* **What you have to do**: Starting at the line that contains "Target: green stem" and ending with the final line of the entries below, give those lines as a JSON list of strings, one string per line, with blank lines left out.

* **Extracted material**:
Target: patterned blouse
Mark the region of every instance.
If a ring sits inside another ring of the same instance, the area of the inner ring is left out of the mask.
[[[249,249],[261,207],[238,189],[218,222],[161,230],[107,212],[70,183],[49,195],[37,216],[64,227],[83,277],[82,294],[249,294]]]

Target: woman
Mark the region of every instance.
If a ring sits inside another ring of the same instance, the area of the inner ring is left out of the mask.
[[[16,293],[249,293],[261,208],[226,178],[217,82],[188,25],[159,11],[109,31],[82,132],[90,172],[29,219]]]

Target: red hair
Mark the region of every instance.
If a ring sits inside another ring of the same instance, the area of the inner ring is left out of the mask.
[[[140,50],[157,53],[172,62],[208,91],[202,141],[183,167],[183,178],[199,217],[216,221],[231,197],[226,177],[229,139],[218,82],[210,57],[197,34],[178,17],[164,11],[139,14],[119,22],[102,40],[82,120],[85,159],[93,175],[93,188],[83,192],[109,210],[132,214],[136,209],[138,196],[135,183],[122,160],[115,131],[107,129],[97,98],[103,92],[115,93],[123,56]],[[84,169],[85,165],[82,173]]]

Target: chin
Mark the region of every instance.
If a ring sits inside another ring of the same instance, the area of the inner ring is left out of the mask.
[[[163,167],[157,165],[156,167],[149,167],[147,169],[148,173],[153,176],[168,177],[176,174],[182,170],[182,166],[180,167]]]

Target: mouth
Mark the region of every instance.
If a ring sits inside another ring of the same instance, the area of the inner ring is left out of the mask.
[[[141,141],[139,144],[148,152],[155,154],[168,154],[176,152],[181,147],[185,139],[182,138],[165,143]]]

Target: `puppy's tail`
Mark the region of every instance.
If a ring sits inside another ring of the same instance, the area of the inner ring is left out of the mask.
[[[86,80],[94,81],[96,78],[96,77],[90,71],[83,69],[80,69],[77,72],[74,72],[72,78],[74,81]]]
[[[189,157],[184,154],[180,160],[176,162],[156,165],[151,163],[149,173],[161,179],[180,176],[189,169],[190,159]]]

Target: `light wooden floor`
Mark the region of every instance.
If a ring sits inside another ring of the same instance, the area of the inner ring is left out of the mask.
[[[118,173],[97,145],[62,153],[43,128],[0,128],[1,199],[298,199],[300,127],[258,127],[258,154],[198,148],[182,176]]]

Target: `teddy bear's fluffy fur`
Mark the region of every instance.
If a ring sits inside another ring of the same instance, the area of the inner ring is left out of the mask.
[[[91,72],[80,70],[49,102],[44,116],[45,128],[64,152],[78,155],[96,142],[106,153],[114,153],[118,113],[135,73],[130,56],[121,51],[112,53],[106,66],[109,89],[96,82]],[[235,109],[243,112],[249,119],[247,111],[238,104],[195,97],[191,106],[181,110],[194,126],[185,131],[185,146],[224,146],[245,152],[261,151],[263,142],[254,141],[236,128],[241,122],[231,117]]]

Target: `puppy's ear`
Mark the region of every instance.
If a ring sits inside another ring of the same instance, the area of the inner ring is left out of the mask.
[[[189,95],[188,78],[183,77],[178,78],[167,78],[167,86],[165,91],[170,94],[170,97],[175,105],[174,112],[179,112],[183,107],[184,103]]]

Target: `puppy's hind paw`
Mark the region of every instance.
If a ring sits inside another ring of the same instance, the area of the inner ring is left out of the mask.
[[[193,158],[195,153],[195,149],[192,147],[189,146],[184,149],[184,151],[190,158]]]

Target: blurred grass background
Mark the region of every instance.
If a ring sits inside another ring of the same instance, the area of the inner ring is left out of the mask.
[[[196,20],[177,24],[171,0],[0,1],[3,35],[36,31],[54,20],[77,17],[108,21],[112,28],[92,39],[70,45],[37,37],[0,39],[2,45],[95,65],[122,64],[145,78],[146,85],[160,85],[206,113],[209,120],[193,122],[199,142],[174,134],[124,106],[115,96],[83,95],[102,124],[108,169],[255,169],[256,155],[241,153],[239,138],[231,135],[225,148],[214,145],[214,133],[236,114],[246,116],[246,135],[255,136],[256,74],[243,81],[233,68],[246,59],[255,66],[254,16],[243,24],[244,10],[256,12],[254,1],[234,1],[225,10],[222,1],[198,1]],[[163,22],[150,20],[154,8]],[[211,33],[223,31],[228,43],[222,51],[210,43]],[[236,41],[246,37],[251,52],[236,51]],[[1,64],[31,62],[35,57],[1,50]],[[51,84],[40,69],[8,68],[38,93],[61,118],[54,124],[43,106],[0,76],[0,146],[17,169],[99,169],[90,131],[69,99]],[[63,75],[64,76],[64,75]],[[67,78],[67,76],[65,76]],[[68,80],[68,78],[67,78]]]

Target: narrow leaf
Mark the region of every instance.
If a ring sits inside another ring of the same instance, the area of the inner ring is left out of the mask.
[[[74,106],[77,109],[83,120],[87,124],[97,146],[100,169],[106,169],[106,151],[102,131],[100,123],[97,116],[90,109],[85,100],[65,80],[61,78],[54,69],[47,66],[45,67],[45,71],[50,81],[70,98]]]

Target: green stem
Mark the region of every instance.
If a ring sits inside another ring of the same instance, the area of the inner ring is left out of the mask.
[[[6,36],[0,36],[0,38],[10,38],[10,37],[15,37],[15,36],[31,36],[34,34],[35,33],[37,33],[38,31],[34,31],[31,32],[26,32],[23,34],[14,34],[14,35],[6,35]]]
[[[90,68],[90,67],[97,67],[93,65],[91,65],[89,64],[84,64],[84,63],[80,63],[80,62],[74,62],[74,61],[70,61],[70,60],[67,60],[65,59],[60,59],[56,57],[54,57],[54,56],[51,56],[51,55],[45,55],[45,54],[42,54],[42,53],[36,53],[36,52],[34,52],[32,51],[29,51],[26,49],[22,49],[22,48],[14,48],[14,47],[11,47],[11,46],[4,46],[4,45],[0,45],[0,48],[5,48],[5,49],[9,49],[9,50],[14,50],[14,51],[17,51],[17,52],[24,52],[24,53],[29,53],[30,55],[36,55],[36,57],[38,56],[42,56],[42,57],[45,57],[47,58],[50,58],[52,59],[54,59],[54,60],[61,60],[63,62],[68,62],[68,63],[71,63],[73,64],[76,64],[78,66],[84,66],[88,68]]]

* **Written answer**:
[
  "Target: green stem",
  "Mark the region of every instance.",
  "If a ring sits inside another ring of the same instance, the area of the inner ring is left out of the mask.",
  "[[[6,36],[0,36],[0,38],[10,38],[10,37],[15,37],[15,36],[31,36],[34,34],[35,33],[37,33],[38,31],[34,31],[31,32],[26,32],[23,34],[14,34],[14,35],[6,35]]]",
  "[[[90,68],[90,67],[97,67],[93,65],[91,65],[89,64],[84,64],[84,63],[80,63],[80,62],[74,62],[74,61],[70,61],[70,60],[67,60],[65,59],[60,59],[56,57],[54,57],[54,56],[51,56],[51,55],[45,55],[45,54],[42,54],[42,53],[36,53],[36,52],[34,52],[32,51],[29,51],[26,49],[22,49],[22,48],[14,48],[14,47],[11,47],[11,46],[4,46],[4,45],[0,45],[0,48],[5,48],[5,49],[9,49],[9,50],[14,50],[14,51],[17,51],[17,52],[24,52],[24,53],[29,53],[30,55],[36,55],[36,57],[38,56],[42,56],[42,57],[45,57],[47,58],[50,58],[52,59],[54,59],[54,60],[61,60],[63,62],[68,62],[68,63],[71,63],[73,64],[76,64],[78,66],[84,66],[88,68]]]"
]